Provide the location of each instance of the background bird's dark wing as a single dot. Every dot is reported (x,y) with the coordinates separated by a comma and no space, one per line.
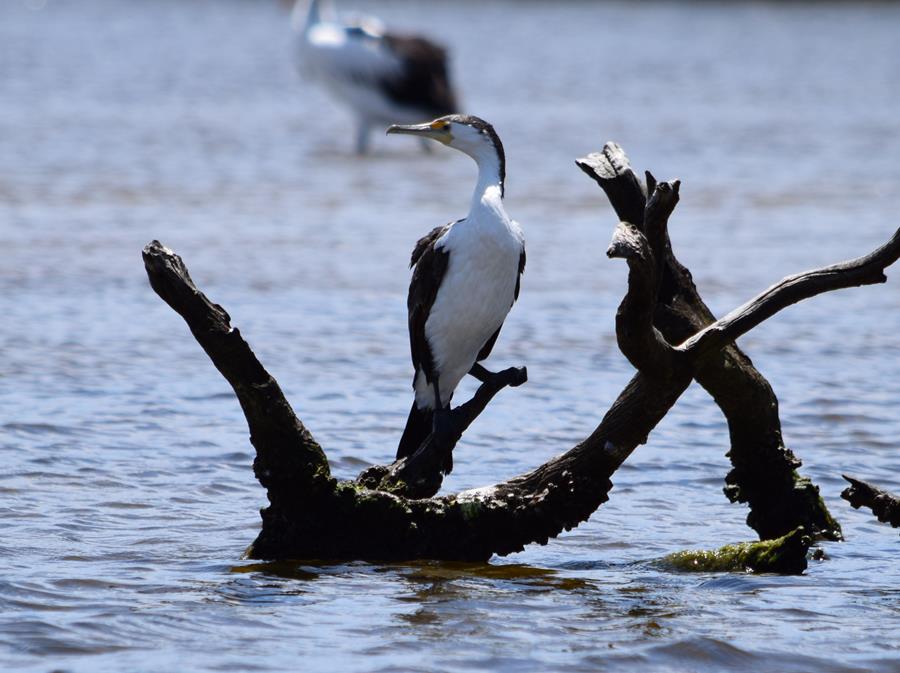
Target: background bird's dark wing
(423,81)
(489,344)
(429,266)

---*---

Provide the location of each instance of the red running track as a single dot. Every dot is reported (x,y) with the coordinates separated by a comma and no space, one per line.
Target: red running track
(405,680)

---*---

WHAT NEEDS TO BE DONE
Search the material for the word "coordinates" and copy every matching line.

SOLUTION FOR THIS TASK
Provide the location of each instance of the background bird's dark wing as a single dot. Every dot is reported (x,y) with the coordinates separated by a comma and no space, one per line.
Provide the location of each instance of the red running track as a single dot. Every dot is reported (x,y) with the coordinates separated by a comma and no space, one per line.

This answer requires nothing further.